(選んだ文章):
「惡の華」のヴィデオ・クリップは、
初めてBUCK-TICK発信のヴィジュアル・イメージを具現化したとも言える作品だ。
樋口“U-TA”豊も、お気に入りの一作。
それまでの、パンキッシュな“髪立て系”の雰囲気を残すヒデ、U-TA、アニイに、
まるで、ピエロみたいに、道化師を演じる今井寿。
その髪の毛は、真っ赤に燃えている。
対称的に、ダーク・ワールドに片足を突っ込んだ堕天使:櫻井敦司。
黒尽くめの“ゴシック・スタイル”で、暗黒世界をデカダンに演じる。
そう、彼らは、まだテスト・ケースと言えたヴィジュアル・ロックに、
そのキャラクターの個性を反映し始め、走り出した。
ヴィジュアル系が先にあったのではなく、彼らの個性の発信こそが、
“ヴィジュアリズム”そのものであった。
前作「JUST ONE MORE KISS」では、まだ、それが定まっていなかったが、
この「惡の華」では、それが、ハッキリわかる。
樋口「それまでも、たくさん撮ってたんだけど、自分達から発信しているっていう。自分からしてみると。
他のメンバーはわかんないですけど、自分の中で、少なくなかったかなっていうのがあって。
だから、その映像と、っていう。
混った時に、そのセットがあって、その一部でやってる仲間じゃないですけど。
それが5人が、ドッと、ていう映像っていうか。
自分でも見た時にインパクトあったし、自分で自分を見て……自分で言うのも可笑しいですけど、
カッコいいな、と思いました」
誰かのモノマネではなく、自分達のスタイルを模索し出したBUCK-TICKからの、
痛烈な一撃“惡の華”。
まだ、どこにも、存在しなかった、ヴィジュアル系というスタイル。
しかし、発信する張本人に、その意識は希薄…。
監督は後に、彼らの多くのライヴ作品を手掛けることになる林ワタル。
これが、日本ヴィジュアル史の黎明期と言えるだろう。
たしかに、ライバルX(エックス)、ZIGGY等も全く別の個性で光を発していた時代…。
しかし、トレードマークの真っ赤な髪を、今井寿はすぐに切り落とした。
時代が彼に追い付くと、すでに彼は、別の彼方に…。
今井「「ANGELIC CONVERSATION」かな……。
地味なトコなんですけど……。メンバーがほとんど出て来ない」
印象に残るヴィデオ・クリップに「ANGELIC CONVERSATION」を選ぶ今井寿。
当時最も、彼ら自身の姿が少なく、まるで、洋楽クリップの様なイメージ映像が満載の異色作。
あえて、今井寿は、このクリップを挙げた。
一瞬、天の邪鬼な、今井寿らしいな…と感じるが…、
2002年の『THE DAY IN QUESTION』の本編の最後の一曲にエントリーした「ANGELIC CONVERSATION」は、
その後のインタビューで、今井寿がリクエストした一曲だとわかった。
単純に気に入っていたのかも、しれない。
今井「一曲くらい、(俺も)言っとこうかな、って」

(表示データ):
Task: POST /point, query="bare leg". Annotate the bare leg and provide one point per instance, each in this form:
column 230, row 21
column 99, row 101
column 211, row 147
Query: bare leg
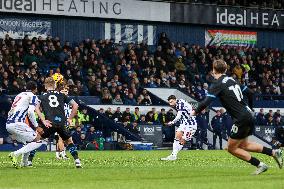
column 235, row 150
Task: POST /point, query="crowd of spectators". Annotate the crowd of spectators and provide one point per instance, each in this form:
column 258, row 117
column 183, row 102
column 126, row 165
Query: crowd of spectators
column 119, row 72
column 270, row 118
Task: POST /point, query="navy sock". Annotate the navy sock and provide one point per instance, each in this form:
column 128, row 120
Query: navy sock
column 32, row 155
column 254, row 161
column 73, row 150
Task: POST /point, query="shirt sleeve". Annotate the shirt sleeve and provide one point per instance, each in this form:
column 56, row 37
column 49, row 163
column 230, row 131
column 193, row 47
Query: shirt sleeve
column 34, row 100
column 213, row 92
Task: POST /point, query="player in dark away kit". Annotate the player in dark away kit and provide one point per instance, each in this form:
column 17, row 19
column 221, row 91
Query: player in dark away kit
column 231, row 97
column 52, row 104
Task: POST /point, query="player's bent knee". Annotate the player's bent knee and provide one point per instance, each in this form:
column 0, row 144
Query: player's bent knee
column 69, row 141
column 179, row 135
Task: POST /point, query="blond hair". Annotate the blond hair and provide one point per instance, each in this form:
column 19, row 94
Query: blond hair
column 49, row 83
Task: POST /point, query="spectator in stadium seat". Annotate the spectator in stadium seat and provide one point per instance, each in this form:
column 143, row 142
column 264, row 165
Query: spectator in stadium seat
column 279, row 121
column 217, row 125
column 227, row 123
column 269, row 114
column 117, row 100
column 84, row 116
column 260, row 118
column 170, row 115
column 76, row 136
column 101, row 111
column 129, row 100
column 91, row 134
column 134, row 127
column 270, row 121
column 136, row 114
column 164, row 41
column 277, row 114
column 238, row 71
column 117, row 116
column 142, row 120
column 202, row 126
column 84, row 142
column 146, row 101
column 155, row 115
column 150, row 118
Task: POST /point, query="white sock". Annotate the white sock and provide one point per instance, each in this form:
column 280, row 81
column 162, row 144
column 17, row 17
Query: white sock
column 25, row 158
column 27, row 148
column 176, row 147
column 57, row 154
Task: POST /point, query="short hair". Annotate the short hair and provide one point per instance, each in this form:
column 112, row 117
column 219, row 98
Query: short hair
column 172, row 97
column 31, row 86
column 49, row 82
column 220, row 66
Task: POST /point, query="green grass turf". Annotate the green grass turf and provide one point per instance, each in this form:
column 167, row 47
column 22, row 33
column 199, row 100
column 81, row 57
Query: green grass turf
column 140, row 170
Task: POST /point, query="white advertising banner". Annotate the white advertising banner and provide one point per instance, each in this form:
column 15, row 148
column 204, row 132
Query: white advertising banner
column 117, row 9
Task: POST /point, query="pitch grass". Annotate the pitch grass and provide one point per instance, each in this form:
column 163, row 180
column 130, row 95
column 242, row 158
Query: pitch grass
column 140, row 170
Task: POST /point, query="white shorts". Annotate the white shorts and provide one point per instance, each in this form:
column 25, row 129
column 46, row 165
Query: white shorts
column 188, row 131
column 22, row 132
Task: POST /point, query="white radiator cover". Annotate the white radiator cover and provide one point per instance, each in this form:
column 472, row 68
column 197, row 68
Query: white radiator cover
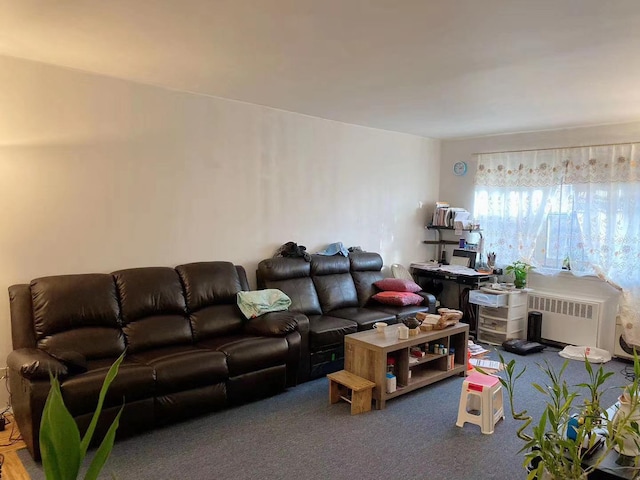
column 571, row 321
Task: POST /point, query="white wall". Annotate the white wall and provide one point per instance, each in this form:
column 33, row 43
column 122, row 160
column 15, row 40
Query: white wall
column 460, row 192
column 98, row 174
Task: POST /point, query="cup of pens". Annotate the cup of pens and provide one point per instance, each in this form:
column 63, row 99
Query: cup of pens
column 491, row 260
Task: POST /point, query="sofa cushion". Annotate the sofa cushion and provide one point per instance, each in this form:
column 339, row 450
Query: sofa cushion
column 248, row 353
column 399, row 311
column 134, row 381
column 326, row 331
column 397, row 285
column 153, row 308
column 398, row 298
column 184, row 367
column 333, row 282
column 364, row 317
column 66, row 302
column 291, row 276
column 216, row 320
column 149, row 291
column 71, row 311
column 90, row 342
column 209, row 283
column 364, row 282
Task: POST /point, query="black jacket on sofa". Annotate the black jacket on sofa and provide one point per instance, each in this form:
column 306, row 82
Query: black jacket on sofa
column 189, row 348
column 334, row 292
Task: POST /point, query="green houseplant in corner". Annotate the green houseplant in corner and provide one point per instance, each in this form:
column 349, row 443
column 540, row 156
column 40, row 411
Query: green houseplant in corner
column 559, row 443
column 520, row 271
column 60, row 446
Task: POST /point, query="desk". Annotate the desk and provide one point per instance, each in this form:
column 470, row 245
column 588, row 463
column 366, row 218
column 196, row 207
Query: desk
column 462, row 278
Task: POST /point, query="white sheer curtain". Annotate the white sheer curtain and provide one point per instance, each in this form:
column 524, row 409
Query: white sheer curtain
column 513, row 196
column 578, row 206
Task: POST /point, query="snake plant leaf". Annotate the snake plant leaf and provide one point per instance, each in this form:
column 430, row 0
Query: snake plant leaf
column 104, row 450
column 59, row 438
column 111, row 375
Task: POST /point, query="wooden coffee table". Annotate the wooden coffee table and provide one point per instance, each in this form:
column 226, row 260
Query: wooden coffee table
column 366, row 356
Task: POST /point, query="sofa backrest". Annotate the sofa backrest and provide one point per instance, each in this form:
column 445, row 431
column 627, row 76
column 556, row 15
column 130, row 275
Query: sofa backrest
column 77, row 313
column 211, row 293
column 154, row 311
column 293, row 277
column 334, row 284
column 366, row 269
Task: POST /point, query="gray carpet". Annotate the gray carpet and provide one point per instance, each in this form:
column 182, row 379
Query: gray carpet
column 299, row 435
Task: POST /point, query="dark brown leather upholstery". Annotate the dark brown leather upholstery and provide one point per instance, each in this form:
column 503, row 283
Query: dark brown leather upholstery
column 189, row 349
column 334, row 292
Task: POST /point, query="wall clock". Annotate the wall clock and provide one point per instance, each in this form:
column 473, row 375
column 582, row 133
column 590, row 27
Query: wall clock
column 460, row 168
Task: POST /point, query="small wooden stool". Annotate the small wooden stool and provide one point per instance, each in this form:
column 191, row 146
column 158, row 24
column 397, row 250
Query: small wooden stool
column 361, row 390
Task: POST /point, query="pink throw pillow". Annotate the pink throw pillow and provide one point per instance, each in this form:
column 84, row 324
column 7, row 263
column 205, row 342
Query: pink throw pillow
column 400, row 299
column 397, row 285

(やること):
[a] BUCK-TICKの文章で、今井寿が印象に残るヴィデオ・クリップとして選んだ曲は何ですか。
[b] BUCK-TICKの文章から、「混った時に、そのセットがあって、その一部でやってる仲間じゃないですけど。」で始まり「しかし、トレードマークの真っ赤な髪を、今井寿はすぐに切り落とした。」で終わる部分を一字一句そのまま書き写してください。
このデータは別の出典から取ったものです。

(各課題の結果):
[a] 「ANGELIC CONVERSATION」です。

[b]
混った時に、そのセットがあって、その一部でやってる仲間じゃないですけど。
それが5人が、ドッと、ていう映像っていうか。
自分でも見た時にインパクトあったし、自分で自分を見て……自分で言うのも可笑しいですけど、
カッコいいな、と思いました」
誰かのモノマネではなく、自分達のスタイルを模索し出したBUCK-TICKからの、
痛烈な一撃“惡の華”。
まだ、どこにも、存在しなかった、ヴィジュアル系というスタイル。
しかし、発信する張本人に、その意識は希薄…。
監督は後に、彼らの多くのライヴ作品を手掛けることになる林ワタル。
これが、日本ヴィジュアル史の黎明期と言えるだろう。
たしかに、ライバルX(エックス)、ZIGGY等も全く別の個性で光を発していた時代…。
しかし、トレードマークの真っ赤な髪を、今井寿はすぐに切り落とした。